● **WORK TO BE COMPLETED**: What lines below contain the string "this"? List them all.

INPUT DATA section start

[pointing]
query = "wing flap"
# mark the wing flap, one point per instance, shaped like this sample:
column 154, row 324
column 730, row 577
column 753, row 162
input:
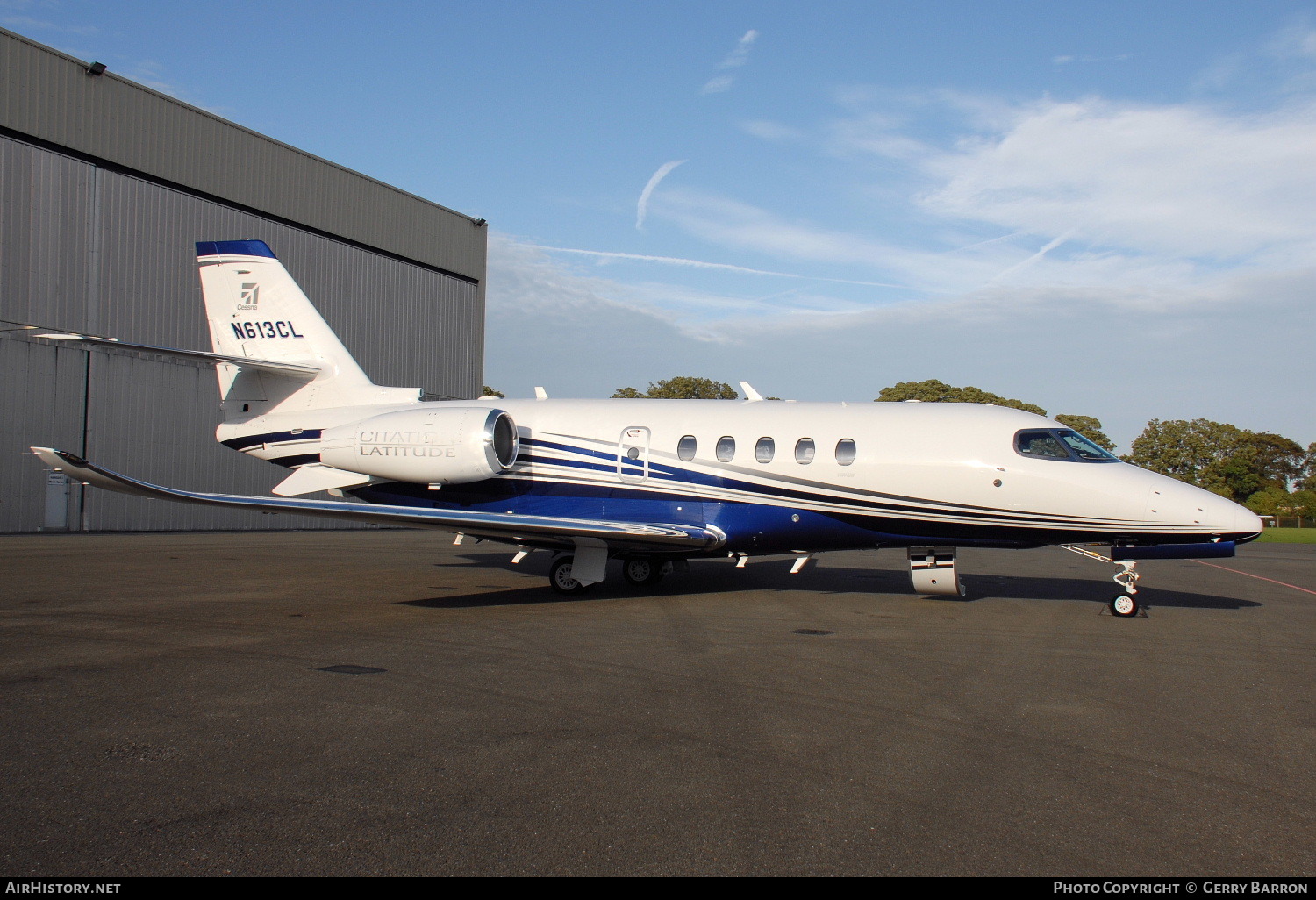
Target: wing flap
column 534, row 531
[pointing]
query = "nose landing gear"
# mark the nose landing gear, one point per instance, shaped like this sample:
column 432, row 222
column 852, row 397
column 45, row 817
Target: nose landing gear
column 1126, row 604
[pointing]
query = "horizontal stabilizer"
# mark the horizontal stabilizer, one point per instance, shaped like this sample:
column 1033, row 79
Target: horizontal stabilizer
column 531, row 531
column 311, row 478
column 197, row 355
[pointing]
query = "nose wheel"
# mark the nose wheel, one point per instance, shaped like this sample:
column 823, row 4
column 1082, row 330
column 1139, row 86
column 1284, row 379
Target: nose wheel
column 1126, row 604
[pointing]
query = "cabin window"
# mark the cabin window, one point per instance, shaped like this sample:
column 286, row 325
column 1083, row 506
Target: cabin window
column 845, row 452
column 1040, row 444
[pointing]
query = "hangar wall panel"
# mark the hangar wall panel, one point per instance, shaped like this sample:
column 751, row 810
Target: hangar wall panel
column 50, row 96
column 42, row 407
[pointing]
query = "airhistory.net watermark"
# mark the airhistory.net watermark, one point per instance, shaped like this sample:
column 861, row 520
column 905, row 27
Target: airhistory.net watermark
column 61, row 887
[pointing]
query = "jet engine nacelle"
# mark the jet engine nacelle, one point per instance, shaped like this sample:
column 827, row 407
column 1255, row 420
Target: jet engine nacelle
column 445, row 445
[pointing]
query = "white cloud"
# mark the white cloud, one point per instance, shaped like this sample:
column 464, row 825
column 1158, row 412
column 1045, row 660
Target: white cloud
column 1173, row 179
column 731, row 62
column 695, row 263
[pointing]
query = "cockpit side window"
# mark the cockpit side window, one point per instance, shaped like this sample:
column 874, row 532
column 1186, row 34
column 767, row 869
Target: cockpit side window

INPUT DATA section end

● **ANSWER SECTION**:
# mark the wing flap, one point per instance, shaped like this sample:
# mark the nose landing gear, one point per instance, shaped like this sample:
# mark the horizontal stabilizer, one point per instance, shaped like this sample:
# mark the nose wheel, one point per instance, shaped like this sample:
# mark the cabin window, one point per instance, shaped like this sample:
# mark the hangar wall panel, one point per instance, shaped like this sample:
# mark the airhistory.net watermark, one point per instance, shaped like this sample:
# mark the jet engine nacelle, one point per instance, shaped like this sample:
# mark the white cloud, one point per instance, shaped like this sample:
# mark the cockpit side window, one point per instance, shaped like this sample:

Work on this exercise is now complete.